[Passage for review]

Not all patients benefit equally from immunotherapy. Key factors that influence success include:

PD-L1 Expression: Patients with higher PD-L1 CPS scores generally have better outcomes with immunotherapy, particularly when combined with chemotherapy (Janjigian et al., 2021).

MSI-H / dMMR Tumors: A small percentage of gastric cancers are microsatellite instability-high (MSI-H). These tumors are highly responsive to immunotherapy, with response rates often exceeding 50% and very durable benefit (Le et al., 2017).

Treatment Setting: Immunotherapy works best when used earlier in the disease course, particularly in first-line combination regimens rather than as a last resort.

Real-World Outcomes and Durability

Real-world data now support what clinical trials showed: although only a subset of patients respond, those who do may experience long-term disease control. Some patients remain progression-free for years, which was rarely seen with chemotherapy alone.

Equally important, many patients report better tolerability and preserved quality of life compared with prolonged chemotherapy, especially after the initial treatment period.

Side Effects: What Patients Should Expect

Immunotherapy is generally better tolerated than chemotherapy, but side effects can occur. These are caused by immune activation and may include fatigue, skin rash, diarrhea, thyroid changes, or inflammation of organs such as the lungs or liver. Most side effects are manageable when detected early, and oncology teams monitor patients closely throughout treatment (Postow et al., 2018).

What Patients Should Know in 2025

By 2025, immunotherapy is no longer experimental in gastric cancer—it is part of standard care for many patients. However, it is not a one-size-fits-all treatment. Biomarker testing, including PD-L1 and MSI status, is essential to guide decisions. Combination approaches are now preferred in most first-line settings, and clinical trials continue to explore new combinations and earlier use.

Patients should feel empowered to ask their oncologist how the immunotherapy success rate for gastric cancer applies to their specific diagnosis and what factors may influence their chance of benefit.

Key Takeaway for Patients

Immunotherapy has meaningfully improved outcomes for gastric cancer, particularly when combined with chemotherapy or used in biomarker-selected patients. While it is not a cure for most, it offers longer survival, durable responses, and improved quality of life for many. In 2025, immunotherapy represents one of the most important advances in gastric cancer treatment, and understanding who benefits most is key to making informed care decisions.

[/Passage for review]
[Information]

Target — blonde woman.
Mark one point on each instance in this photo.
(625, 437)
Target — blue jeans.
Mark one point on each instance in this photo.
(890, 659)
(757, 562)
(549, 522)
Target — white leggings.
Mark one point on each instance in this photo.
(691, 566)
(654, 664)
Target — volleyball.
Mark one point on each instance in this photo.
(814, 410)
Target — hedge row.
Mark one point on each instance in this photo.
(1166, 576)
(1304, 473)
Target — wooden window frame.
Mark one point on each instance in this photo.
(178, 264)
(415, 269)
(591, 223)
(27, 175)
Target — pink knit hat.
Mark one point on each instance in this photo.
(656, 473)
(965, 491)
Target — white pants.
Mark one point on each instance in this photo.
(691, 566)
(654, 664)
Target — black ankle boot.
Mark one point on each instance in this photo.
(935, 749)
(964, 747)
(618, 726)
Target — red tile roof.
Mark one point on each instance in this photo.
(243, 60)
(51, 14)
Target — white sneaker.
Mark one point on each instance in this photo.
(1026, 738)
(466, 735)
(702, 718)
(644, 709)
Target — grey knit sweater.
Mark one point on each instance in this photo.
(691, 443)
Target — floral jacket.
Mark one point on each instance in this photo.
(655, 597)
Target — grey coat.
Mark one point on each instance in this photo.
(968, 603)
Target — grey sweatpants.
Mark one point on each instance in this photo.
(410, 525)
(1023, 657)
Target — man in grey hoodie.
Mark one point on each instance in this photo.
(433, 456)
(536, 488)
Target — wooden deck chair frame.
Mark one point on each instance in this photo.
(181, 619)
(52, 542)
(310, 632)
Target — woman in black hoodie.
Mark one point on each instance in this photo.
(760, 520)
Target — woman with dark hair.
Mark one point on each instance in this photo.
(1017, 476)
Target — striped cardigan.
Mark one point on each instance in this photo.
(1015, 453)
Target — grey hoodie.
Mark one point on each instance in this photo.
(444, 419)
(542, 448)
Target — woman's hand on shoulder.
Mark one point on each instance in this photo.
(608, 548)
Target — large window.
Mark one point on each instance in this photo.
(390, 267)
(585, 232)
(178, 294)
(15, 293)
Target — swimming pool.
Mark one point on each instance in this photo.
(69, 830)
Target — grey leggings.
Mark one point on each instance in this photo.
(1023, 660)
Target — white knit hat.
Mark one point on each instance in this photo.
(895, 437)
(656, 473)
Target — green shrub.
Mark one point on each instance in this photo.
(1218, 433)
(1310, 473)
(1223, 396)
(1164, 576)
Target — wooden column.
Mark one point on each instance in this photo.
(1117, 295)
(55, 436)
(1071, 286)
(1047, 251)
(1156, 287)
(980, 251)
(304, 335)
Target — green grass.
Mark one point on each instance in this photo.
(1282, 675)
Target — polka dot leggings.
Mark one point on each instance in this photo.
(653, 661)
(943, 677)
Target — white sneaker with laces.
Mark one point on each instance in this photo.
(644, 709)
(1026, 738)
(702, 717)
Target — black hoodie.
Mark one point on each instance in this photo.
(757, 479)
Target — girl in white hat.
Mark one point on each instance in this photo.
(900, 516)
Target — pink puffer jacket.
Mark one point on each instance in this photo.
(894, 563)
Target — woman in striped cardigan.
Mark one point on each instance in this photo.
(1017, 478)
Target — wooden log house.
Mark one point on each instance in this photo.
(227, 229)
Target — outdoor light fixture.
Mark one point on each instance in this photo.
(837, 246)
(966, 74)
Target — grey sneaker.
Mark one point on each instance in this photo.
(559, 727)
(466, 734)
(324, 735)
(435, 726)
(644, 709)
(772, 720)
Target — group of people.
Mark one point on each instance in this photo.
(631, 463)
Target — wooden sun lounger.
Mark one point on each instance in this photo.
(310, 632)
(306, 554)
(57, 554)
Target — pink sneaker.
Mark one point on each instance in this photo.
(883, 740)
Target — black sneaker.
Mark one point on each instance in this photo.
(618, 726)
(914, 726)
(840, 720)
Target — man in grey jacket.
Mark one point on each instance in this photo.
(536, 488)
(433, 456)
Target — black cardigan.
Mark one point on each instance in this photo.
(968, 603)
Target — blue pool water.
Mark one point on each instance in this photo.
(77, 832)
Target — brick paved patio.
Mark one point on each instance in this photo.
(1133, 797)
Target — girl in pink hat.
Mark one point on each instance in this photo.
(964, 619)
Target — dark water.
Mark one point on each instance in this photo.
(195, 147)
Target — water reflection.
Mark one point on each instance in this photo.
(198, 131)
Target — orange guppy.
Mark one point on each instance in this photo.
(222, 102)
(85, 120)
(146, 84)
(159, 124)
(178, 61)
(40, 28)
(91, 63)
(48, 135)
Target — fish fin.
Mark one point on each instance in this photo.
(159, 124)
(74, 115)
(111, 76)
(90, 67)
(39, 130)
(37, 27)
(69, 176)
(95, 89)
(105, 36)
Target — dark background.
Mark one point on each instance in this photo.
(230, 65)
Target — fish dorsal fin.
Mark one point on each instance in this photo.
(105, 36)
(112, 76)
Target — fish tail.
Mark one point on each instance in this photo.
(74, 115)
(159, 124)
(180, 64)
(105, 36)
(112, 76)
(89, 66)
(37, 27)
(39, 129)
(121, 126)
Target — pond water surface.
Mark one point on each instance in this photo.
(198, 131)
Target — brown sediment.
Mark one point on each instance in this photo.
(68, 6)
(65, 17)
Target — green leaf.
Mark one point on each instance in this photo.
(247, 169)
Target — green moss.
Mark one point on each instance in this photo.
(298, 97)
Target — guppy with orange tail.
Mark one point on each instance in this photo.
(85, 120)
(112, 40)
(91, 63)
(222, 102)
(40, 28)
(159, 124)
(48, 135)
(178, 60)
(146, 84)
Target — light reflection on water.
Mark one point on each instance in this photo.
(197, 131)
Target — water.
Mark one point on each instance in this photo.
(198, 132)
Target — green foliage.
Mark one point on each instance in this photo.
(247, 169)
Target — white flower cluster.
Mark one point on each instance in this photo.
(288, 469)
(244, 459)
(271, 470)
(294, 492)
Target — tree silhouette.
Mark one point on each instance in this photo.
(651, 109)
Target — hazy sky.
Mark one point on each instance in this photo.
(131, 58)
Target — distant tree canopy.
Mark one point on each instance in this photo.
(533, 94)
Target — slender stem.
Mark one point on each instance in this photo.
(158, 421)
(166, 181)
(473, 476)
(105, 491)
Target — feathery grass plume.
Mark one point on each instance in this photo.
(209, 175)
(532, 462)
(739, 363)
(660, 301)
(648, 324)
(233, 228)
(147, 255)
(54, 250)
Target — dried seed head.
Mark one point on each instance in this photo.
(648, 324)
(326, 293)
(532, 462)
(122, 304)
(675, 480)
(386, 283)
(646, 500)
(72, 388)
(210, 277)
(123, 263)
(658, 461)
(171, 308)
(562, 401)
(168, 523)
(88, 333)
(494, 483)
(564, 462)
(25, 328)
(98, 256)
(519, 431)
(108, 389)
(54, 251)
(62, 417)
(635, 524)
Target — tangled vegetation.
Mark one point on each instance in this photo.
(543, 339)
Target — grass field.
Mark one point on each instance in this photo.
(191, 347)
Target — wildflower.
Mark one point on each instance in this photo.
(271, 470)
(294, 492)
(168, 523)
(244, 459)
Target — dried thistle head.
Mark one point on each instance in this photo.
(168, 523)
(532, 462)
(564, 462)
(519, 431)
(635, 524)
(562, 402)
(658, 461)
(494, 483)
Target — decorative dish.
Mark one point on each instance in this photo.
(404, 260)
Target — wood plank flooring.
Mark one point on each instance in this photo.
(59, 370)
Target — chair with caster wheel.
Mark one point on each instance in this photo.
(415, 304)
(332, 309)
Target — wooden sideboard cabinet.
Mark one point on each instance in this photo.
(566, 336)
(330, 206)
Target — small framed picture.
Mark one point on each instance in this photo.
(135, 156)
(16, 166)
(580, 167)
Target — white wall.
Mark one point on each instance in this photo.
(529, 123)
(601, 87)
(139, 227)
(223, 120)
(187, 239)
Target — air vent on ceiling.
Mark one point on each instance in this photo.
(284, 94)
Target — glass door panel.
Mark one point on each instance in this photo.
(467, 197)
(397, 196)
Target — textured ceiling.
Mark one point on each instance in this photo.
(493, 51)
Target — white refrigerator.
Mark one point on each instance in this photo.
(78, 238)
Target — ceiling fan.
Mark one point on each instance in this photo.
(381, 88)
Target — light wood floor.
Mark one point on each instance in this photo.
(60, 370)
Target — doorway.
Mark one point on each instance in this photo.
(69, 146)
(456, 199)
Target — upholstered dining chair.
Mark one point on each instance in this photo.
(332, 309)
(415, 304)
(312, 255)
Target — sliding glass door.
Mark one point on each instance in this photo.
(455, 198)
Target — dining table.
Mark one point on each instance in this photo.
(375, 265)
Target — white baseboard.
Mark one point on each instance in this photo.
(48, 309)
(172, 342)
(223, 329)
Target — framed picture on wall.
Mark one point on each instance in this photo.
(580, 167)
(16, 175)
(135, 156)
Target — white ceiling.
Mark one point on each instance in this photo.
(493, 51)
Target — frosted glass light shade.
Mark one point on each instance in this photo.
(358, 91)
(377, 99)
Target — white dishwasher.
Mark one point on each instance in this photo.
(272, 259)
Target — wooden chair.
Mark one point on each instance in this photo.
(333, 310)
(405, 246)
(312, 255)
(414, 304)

[/Information]

#### Task 1:
List every source cited in the passage on immunotherapy for gastric cancer.
#### Task 2:
From the passage on immunotherapy for gastric cancer, reproduce the part that opens with the words containing "PD-L1 Expression: Patients" and closes with "et al., 2017).".
The data above are separate from the passage on immunotherapy for gastric cancer.

#### Answer 1:
Janjigian et al., 2021
Le et al., 2017
Postow et al., 2018

#### Answer 2:
PD-L1 Expression: Patients with higher PD-L1 CPS scores generally have better outcomes with immunotherapy, particularly when combined with chemotherapy (Janjigian et al., 2021).

MSI-H / dMMR Tumors: A small percentage of gastric cancers are microsatellite instability-high (MSI-H). These tumors are highly responsive to immunotherapy, with response rates often exceeding 50% and very durable benefit (Le et al., 2017).